DEAR ABBY: I am in a two-year relationship with a very nice man I'll call "Ronny." I'm divorced; Ronny was widowed three years ago after many years of marriage.
I'm having trouble accepting the fact that he displays his wife's ashes in his bedroom. We have discussed it, and I have told him it makes me uncomfortable. He moved the urn to another location when he sold his house, but about a month ago it reappeared in his bedroom.
I spend considerable time at Ronny's house and feel somewhat unsettled, not because the ashes belong to his wife, but because they are human remains. I have no problem with a picture of her that he displays -- in fact, I had it framed for him.
Ronny is unwilling to consider other options for the ashes. He says he promised his wife she'd be buried with him. He has also said he is not ready for a commitment.

■ ■ ■ ■ ■

Continue the advice-column letter about the late wife's ashes, starting after its final sentence. The data that comes next is not needed for this exercise.

SOURCE INFORMATION →
■ ■ ■ ■ ■

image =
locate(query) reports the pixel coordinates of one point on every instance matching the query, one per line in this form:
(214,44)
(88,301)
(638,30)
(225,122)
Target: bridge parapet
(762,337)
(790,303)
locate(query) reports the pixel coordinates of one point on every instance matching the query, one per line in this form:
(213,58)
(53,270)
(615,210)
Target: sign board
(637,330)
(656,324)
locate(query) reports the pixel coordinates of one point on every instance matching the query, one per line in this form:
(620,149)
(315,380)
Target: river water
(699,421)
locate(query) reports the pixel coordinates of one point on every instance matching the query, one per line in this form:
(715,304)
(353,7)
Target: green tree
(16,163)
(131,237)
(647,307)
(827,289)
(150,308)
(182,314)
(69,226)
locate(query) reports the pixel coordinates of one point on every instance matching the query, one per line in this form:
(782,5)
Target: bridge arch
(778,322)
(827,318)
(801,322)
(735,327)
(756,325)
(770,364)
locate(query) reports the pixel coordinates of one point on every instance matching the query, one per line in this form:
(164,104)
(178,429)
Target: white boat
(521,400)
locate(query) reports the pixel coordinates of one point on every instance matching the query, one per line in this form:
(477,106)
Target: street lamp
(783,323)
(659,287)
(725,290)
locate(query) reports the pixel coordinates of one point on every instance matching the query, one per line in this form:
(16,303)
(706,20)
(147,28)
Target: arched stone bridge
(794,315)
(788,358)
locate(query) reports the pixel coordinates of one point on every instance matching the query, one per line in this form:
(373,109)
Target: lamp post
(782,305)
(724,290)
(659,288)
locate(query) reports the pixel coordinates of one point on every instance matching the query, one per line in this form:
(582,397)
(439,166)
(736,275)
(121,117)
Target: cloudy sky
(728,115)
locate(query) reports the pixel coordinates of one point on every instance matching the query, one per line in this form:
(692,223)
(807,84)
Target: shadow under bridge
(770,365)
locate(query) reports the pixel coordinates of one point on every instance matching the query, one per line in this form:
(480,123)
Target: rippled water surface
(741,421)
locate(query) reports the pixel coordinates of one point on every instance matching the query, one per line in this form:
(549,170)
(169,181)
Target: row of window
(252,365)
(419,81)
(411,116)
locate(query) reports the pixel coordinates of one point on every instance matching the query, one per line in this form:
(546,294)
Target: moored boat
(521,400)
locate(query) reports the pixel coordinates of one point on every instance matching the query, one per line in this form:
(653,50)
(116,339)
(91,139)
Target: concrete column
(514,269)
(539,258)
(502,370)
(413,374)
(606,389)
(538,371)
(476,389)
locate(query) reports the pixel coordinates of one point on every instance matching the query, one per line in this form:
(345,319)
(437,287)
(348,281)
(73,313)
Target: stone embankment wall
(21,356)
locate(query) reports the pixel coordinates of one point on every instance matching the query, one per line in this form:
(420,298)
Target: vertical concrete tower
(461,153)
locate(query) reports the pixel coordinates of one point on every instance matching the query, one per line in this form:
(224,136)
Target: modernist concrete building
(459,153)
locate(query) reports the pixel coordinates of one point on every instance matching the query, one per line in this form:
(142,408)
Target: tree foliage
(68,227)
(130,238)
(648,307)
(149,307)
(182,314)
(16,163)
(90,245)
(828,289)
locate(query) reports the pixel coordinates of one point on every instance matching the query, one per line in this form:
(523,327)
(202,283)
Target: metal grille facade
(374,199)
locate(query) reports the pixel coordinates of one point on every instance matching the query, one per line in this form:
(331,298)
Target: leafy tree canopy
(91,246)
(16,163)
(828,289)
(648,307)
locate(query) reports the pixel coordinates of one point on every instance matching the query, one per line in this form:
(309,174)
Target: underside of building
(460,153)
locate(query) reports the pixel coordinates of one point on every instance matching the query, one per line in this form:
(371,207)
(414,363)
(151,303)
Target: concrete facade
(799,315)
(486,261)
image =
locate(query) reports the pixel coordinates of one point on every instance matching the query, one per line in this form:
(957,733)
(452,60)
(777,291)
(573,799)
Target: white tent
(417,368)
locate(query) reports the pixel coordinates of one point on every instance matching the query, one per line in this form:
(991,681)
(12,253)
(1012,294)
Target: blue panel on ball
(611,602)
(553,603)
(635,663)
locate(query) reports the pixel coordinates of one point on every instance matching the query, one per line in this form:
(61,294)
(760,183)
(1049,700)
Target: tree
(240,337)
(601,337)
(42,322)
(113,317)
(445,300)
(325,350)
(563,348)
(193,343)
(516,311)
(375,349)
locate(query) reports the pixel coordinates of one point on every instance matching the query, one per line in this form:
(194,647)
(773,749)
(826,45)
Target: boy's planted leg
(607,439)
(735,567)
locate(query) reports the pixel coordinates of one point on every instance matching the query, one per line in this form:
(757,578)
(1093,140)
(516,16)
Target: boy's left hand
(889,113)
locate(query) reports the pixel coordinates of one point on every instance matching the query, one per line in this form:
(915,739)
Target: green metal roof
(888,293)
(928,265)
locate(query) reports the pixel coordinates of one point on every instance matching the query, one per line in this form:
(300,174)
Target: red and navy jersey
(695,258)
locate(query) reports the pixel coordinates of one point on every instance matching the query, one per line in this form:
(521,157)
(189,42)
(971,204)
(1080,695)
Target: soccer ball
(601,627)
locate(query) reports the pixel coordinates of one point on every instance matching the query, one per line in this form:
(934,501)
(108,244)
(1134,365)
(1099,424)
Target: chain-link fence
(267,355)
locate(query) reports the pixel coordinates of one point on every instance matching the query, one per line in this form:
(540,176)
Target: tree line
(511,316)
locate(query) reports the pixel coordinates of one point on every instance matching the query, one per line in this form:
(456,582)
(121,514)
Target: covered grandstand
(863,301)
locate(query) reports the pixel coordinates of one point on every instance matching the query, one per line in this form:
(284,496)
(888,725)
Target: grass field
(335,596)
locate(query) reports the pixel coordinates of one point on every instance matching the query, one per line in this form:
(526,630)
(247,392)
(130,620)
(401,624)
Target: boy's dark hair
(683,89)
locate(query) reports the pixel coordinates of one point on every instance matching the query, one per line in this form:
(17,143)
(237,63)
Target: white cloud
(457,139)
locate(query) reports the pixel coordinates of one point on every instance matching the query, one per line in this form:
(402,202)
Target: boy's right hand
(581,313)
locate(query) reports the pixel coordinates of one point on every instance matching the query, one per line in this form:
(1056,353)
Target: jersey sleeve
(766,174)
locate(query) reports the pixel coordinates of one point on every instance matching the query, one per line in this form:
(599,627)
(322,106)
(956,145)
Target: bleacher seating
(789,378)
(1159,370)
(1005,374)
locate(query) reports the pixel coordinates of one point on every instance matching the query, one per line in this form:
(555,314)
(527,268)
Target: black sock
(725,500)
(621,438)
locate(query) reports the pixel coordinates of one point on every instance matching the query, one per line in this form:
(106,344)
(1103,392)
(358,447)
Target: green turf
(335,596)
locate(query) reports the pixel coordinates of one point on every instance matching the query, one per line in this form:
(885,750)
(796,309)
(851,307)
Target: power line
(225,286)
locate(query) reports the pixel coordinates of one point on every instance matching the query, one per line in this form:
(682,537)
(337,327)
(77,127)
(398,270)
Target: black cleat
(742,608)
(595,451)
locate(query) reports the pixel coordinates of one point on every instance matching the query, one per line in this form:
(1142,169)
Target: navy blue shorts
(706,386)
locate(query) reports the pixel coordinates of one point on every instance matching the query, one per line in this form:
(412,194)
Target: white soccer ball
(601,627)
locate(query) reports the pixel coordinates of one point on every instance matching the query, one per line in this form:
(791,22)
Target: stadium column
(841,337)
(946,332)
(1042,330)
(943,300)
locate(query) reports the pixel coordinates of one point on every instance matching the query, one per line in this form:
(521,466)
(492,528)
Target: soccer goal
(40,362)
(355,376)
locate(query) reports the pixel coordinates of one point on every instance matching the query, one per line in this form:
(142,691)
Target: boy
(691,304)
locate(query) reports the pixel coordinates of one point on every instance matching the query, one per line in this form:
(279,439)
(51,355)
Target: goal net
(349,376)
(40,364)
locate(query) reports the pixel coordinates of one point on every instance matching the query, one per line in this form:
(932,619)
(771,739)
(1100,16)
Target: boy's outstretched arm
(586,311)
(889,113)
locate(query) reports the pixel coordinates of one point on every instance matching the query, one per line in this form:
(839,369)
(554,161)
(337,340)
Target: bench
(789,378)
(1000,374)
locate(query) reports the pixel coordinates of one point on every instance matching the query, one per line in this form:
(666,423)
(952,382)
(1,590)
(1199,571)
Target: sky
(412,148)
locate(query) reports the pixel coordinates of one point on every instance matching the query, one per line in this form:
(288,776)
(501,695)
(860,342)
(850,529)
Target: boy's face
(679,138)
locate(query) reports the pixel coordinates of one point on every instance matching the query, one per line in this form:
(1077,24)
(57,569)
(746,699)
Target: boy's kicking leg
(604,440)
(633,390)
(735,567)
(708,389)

■ ■ ■ ■ ■

ANSWER →
I'd like a future with Ronny, but I'm afraid he's unwilling to move on with his life because he continues to keep his wife's ashes so close by. Am I out of line with my feelings? Any suggestions for me or for him? I need a new perspective. -- THREE'S A CROWD IN VIRGINIA
DEAR LADY: That Ronny moved his wife's ashes out of the bedroom and then moved them back in indicates to me that while they were "out," you may have gotten too close for his comfort. He has already told you he isn't ready for a commitment. That's a strong message.
Your feelings are not out of line. However, the most practical advice I can offer is to be prepared to be very patient if you want a future with Ronny. This man is going nowhere in a hurry, and neither is your relationship.